====== EXCERPTED PASSAGE
Hospital Expansion Blocked: Another Neighborhood Demonstrates The Power Of Community

[I received this release this afternoon]

For Immediate Release

January 29, 2016

Re: The proposed rezoning for Saratoga Hospital Expansion

Contact:

Mr. Andy Brick 489-9423, Counsel representing the residents of neighborhood

Mr. Jack Despart 239-273-7931, Morgan St. Neighbor

On Friday afternoon, January 29, 2016, attorney Andy Brick, acting on behalf of the residents of Morgan St., Myrtle St., Seward St, Woodlawn Ct., and much of Birch Run filed a protest petition at Saratoga City Hall requiring the City Council to pass the Hospital-requested proposed rezoning legislation with a super majority, or 4 out of 5 votes. Normally legislation would be passed with a Council majority of 3 out of 5 votes.  Saratoga Hospital would like to expand it’s PUD into the residential area of the Northern part of Morgan St.  The neighborhood would like to keep this area zoned residential.

The Protest Petition City Ordinance Section (10.2.8.1) is a mechanism residents can use when they do not want to see rezoning happen in their neighborhood. If a petition is filed, 4 affirmative votes are needed to pass the rezone.
============
====== GIVEN INFORMATION
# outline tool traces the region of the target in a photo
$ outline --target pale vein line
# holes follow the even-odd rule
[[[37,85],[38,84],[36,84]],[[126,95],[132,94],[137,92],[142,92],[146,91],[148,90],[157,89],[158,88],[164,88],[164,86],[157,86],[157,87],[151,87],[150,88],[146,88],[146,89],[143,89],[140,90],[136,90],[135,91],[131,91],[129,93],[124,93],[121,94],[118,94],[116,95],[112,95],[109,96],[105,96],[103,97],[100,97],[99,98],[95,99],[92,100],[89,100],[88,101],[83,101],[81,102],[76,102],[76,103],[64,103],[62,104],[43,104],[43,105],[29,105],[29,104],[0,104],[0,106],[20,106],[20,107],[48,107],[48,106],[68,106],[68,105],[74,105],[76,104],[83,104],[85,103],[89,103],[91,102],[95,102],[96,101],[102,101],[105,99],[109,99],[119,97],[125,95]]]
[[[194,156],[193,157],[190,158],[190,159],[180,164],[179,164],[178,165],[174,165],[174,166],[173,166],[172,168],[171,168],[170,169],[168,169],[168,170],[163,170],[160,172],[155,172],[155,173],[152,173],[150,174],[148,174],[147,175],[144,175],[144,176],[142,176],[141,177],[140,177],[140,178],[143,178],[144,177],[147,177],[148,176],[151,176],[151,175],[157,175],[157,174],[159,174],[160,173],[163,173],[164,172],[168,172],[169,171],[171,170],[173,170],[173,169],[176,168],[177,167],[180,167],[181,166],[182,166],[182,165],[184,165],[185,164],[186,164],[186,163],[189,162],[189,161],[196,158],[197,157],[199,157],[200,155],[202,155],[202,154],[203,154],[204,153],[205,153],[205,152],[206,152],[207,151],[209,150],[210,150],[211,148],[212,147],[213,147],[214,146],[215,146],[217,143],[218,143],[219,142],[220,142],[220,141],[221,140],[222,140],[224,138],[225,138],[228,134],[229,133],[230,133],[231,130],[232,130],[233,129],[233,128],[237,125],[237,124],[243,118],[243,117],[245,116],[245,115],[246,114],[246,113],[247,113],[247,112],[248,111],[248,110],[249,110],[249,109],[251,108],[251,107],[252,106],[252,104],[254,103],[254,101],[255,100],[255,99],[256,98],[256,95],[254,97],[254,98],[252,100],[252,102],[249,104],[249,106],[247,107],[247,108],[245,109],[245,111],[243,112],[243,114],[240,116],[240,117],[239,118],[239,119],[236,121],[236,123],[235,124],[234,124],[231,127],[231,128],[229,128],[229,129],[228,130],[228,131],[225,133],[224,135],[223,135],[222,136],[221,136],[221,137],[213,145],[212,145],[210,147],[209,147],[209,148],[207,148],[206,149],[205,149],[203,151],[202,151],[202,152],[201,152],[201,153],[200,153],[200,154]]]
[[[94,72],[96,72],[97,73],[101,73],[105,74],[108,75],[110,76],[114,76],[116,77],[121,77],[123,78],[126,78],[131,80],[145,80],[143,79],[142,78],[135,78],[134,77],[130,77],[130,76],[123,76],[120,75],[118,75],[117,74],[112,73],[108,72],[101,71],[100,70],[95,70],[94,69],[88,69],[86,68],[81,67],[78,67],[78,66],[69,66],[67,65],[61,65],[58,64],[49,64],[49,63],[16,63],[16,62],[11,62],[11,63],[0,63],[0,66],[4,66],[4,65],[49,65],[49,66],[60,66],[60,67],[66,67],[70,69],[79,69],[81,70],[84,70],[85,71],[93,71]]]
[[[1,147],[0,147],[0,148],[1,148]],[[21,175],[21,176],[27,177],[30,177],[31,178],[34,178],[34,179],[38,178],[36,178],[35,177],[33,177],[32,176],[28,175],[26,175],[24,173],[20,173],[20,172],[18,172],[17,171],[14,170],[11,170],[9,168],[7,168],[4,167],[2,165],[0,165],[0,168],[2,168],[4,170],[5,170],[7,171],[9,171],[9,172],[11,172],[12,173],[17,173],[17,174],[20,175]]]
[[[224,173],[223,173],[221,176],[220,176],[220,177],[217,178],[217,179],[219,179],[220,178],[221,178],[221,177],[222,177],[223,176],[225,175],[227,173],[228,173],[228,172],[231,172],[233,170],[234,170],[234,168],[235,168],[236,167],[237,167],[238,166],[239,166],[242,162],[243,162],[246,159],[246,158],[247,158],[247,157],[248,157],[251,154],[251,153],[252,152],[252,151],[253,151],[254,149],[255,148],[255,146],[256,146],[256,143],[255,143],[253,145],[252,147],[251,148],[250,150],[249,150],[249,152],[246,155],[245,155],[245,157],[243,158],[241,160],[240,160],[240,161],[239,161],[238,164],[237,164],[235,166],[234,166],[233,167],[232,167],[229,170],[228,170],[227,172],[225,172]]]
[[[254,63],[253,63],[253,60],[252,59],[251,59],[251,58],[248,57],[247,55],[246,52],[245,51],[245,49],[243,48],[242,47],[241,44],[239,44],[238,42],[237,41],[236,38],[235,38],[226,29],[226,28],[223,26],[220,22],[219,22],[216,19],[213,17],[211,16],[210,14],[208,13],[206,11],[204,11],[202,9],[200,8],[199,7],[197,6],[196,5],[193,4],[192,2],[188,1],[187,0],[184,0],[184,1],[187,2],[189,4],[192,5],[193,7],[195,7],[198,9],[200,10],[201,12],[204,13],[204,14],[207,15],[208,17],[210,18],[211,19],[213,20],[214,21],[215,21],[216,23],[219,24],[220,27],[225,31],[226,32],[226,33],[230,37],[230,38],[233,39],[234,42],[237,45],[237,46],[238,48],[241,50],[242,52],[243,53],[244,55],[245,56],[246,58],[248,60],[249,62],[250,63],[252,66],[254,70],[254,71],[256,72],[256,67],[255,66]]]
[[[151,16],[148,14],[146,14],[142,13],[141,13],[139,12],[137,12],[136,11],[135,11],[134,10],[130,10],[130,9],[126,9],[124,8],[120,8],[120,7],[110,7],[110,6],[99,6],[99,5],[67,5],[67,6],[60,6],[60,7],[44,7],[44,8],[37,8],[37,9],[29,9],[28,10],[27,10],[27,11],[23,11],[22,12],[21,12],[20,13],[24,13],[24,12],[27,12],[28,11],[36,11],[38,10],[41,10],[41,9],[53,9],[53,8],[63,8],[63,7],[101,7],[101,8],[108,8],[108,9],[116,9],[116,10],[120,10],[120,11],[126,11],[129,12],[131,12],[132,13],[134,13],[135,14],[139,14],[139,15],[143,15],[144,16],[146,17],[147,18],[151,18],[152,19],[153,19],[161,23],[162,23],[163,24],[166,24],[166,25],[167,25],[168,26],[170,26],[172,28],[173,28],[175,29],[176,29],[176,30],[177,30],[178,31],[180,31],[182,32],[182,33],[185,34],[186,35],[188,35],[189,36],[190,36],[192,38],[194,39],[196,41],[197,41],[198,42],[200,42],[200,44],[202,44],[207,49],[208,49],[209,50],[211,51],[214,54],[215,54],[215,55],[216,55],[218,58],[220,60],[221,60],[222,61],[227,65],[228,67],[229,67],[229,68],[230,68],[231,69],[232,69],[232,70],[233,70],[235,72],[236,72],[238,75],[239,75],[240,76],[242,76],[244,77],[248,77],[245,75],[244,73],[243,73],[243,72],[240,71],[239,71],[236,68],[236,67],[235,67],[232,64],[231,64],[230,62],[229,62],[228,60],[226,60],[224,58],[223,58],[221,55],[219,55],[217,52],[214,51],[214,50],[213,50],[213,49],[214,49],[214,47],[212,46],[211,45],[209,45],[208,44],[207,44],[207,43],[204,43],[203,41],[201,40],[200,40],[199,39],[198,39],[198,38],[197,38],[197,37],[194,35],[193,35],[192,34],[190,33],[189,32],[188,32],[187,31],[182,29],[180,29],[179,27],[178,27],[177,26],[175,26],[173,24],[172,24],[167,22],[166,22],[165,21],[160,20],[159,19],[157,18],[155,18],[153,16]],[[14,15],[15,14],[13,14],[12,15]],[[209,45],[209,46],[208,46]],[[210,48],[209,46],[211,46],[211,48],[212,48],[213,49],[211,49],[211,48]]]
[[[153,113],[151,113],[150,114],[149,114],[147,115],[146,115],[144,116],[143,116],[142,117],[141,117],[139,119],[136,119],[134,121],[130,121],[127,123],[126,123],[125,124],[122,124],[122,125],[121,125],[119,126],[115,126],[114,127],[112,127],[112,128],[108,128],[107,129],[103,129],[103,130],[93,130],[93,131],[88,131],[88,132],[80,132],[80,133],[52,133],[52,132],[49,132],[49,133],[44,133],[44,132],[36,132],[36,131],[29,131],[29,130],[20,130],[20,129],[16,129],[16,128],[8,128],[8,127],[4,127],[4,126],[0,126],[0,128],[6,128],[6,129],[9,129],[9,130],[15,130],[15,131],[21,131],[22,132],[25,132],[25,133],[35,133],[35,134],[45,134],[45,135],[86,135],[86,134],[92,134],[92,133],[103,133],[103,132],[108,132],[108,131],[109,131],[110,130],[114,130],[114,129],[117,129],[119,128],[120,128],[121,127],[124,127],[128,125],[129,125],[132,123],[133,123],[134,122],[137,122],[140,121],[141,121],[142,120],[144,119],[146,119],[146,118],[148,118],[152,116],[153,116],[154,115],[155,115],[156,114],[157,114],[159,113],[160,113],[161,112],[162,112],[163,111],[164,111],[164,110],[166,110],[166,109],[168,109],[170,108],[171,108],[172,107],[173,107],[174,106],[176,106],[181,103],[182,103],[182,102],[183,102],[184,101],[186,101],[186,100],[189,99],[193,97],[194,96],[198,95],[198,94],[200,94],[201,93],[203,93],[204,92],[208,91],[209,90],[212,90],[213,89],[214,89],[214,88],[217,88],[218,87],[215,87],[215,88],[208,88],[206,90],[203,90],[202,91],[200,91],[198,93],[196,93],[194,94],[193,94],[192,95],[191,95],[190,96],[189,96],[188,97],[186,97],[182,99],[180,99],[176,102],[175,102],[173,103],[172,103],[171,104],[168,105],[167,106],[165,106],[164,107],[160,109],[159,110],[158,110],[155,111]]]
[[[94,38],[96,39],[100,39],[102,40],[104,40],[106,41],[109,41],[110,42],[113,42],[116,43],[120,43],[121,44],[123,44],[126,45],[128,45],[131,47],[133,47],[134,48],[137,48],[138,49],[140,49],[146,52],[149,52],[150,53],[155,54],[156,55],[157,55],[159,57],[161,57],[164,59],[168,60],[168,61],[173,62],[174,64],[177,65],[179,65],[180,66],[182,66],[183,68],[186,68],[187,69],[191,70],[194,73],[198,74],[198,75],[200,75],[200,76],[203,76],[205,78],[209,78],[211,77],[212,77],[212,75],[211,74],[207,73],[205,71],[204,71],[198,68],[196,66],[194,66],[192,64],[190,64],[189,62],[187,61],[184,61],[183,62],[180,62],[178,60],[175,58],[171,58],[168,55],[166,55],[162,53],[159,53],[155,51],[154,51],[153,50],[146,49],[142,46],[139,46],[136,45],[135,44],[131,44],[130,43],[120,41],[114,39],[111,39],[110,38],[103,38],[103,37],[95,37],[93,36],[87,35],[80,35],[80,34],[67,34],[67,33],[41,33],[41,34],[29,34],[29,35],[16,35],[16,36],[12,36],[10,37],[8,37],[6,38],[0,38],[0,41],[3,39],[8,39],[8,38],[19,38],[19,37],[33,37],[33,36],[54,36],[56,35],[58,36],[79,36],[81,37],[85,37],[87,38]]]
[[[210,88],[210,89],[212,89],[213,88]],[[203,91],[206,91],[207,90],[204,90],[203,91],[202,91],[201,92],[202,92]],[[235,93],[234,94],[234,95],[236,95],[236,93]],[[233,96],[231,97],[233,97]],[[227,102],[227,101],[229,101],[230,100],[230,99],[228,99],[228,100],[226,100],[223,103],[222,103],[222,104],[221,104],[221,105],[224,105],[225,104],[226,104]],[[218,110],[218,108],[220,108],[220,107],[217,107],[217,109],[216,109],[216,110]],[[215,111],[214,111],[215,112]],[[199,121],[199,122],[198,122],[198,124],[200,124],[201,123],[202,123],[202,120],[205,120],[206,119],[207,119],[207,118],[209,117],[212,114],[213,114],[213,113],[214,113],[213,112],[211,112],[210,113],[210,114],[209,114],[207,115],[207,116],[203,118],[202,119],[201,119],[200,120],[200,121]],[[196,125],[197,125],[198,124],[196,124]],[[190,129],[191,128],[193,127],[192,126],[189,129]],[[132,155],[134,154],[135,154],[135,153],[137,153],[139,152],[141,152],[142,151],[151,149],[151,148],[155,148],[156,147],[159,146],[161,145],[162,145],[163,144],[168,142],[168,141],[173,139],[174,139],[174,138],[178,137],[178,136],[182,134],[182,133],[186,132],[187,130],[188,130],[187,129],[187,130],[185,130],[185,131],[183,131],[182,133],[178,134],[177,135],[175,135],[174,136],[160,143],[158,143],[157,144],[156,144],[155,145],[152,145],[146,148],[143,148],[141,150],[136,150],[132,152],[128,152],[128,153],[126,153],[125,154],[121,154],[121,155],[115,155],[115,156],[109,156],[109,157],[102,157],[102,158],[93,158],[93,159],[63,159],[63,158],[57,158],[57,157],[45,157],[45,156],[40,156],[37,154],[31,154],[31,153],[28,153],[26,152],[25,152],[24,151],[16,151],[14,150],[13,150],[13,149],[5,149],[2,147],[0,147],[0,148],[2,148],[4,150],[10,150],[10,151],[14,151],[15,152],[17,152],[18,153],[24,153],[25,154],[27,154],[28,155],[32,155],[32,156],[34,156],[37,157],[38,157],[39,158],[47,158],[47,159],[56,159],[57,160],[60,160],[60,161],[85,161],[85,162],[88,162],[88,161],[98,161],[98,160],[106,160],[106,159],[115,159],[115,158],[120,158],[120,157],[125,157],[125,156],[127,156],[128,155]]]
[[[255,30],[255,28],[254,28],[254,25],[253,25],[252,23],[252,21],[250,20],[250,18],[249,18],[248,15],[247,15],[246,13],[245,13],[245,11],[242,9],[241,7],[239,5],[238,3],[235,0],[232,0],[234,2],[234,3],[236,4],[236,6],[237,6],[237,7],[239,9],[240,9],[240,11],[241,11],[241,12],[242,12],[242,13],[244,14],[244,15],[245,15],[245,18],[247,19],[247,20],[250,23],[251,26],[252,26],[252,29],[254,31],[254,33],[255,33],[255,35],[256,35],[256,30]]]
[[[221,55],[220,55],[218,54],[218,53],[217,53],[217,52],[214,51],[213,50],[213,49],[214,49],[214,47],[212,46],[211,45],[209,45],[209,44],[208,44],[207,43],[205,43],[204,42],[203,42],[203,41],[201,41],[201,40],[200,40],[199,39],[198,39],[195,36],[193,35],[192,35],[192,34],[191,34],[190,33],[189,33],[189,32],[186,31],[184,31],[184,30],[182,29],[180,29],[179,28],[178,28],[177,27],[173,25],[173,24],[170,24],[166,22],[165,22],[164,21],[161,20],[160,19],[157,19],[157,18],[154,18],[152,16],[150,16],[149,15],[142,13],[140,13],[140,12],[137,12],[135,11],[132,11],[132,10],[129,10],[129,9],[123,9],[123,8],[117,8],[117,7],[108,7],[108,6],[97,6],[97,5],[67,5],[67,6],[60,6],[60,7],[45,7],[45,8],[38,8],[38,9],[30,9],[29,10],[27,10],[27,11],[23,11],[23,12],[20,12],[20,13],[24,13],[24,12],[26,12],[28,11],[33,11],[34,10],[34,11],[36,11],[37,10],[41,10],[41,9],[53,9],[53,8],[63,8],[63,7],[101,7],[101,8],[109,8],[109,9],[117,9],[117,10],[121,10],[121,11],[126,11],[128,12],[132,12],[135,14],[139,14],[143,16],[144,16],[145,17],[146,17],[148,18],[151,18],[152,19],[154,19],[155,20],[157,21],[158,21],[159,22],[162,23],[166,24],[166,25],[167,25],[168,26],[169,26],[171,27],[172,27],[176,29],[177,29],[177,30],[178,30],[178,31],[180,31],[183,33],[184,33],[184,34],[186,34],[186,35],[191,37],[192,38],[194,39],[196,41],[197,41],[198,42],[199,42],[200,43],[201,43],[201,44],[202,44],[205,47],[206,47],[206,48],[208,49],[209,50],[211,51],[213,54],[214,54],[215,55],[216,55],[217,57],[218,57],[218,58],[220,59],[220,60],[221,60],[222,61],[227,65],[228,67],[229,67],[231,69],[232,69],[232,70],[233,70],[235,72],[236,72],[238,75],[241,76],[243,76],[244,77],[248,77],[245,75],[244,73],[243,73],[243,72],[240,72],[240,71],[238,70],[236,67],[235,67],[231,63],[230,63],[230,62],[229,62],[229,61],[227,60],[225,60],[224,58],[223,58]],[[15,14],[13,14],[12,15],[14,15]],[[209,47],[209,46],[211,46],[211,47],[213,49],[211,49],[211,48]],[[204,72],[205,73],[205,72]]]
============
#### EXERCISES TO COMPLETE:
1) Please write out the hospital rezoning release from "The Protest Petition" to "pass the rezone.".
2) In the hospital rezoning release, condense the paragraph beginning "On Friday afternoon, January 29, 2016" into a short bulleted list of its main facts.
The items are separate material from the hospital rezoning release.

#### LIST OF ANSWERS:
1)
The Protest Petition City Ordinance Section (10.2.8.1) is a mechanism residents can use when they do not want to see rezoning happen in their neighborhood. If a petition is filed, 4 affirmative votes are needed to pass the rezone.

2)
- On Friday afternoon, January 29, 2016, attorney Andy Brick filed a protest petition at Saratoga City Hall.
- He acted for residents of Morgan St., Myrtle St., Seward St., Woodlawn Ct., and much of Birch Run.
- Because of the petition, the City Council needs a super majority (4 of 5 votes) rather than the usual 3 of 5 to pass the rezoning that the Hospital requested.
- Saratoga Hospital wants to expand its PUD into the residential area of northern Morgan St.
- The neighborhood wants the area to stay zoned residential.